# PASSAGE TO READ start
This monarch of the road, the ‘road ka raja’, who can look so menacing up-front has got a benign behind. Truck-philosophy, indigenous I believe, only to India, remains in a class of it own. Traveling even a few miles by road is enough to elevate minds as nothing else. Not for them the sophistication of bumper-stickers; a flourish of a paint brush and some fluorescent color is all they need to change this beast of burden to a serious philosopher.
From simple, loving assertion, ‘Chunnu te Munnu di gaddi’ to rustic humour to profound philosophy, it entertains and educates without discrimination. So while one exhorts us to curb the population explosion with, ‘Sher ka bachcha, ek hi achcha’, another philosophizes about detachment,
‘Kya saath laaya hai, kya saath le jayega,
Khali haath aaya tha, khali hath jayega’
Yet another extols the virtues of educating the girl-child, ‘Pari-Likhi Nari, ghar bhar ki khush-hali’. And another almost wags a finger at the reckless driver to slow down with a reprimanding ‘ Papa, mummy ghar par intezar karti hai’. And then the best gem of all, the succinct but unchallengeable bitter truth of-
‘100 mein se 99 beiman,
phir bhi mera bharat mahan’.
No prizes for guessing why we wound up as the 55th most corrupt nation among all the 193 countries in the world!
# PASSAGE TO READ end
# RECORD EXCERPTS start
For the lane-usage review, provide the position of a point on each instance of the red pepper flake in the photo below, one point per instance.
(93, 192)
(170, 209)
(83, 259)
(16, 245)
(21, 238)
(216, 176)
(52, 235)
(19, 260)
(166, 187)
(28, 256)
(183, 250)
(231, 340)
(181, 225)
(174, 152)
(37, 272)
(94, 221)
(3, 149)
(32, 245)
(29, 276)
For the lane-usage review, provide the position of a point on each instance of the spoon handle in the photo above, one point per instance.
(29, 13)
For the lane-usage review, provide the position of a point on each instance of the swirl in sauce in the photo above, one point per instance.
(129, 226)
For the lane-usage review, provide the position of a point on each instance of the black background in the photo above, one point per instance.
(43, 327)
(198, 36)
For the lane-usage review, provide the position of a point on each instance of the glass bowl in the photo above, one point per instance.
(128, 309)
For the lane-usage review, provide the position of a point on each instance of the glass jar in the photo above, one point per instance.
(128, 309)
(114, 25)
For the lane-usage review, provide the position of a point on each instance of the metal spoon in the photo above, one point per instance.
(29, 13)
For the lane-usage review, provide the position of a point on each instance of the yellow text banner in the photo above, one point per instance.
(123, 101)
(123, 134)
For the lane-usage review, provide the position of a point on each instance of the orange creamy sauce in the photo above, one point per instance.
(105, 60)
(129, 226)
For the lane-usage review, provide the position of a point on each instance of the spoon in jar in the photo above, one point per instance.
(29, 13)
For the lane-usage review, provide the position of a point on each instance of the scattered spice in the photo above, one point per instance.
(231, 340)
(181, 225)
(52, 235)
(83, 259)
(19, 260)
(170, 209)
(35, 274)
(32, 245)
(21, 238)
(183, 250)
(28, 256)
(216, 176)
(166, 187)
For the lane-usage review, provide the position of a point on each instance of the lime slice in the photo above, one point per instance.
# RECORD EXCERPTS end
# RECORD EXCERPTS start
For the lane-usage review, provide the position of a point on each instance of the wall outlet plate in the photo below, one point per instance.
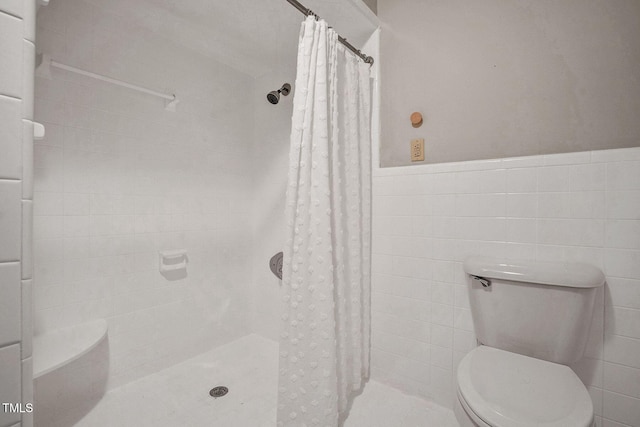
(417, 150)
# RECORD EXCERPTS end
# RECORD EXCERPTS start
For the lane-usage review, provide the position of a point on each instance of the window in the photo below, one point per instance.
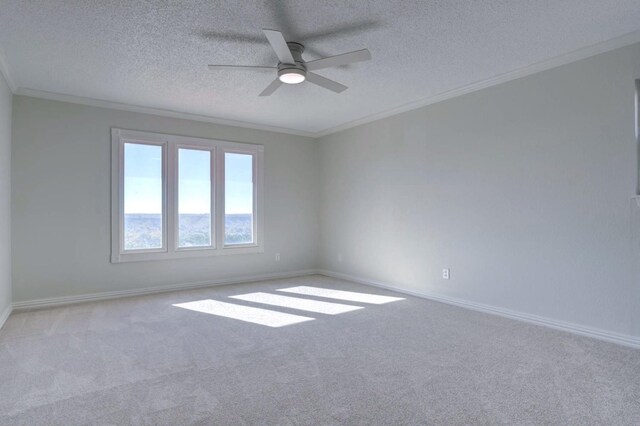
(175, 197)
# RECORD EXCERPTS end
### [YOUR TASKS]
[A] In the passage about Indian truck slogans, which slogan painted on a truck urges people to curb population growth?
[B] Continue the passage about Indian truck slogans with a new paragraph after its final sentence.

### [TASK-BY-TASK OUTPUTS]
[A] 'Sher ka bachcha, ek hi achcha'

[B]
On these highways, the way people use, abuse or not use the horns is also a dead give-away to the character of the one behind the wheel. A short, hesitant ‘parp’= he wants to get ahead but he won’t pester you for side like the one with who makes you jump with his loud blare; an apologetic ‘peep’ that stops almost before it starts= a reluctant wife who’s been avoiding pressing that blasted thing, but has been asked by the hubby to do so. Come to think of it, you don’t even need to go on a long journey, if you stick around long enough you’ll find even among your acquaintances that like long-suffering spouses do in looks, horns and drivers too, sooner or later start resembling each other in the way they sound. The horn more or less imbibes the personality of the driver and faithfully echoes it, whenever touched by its master’s hands!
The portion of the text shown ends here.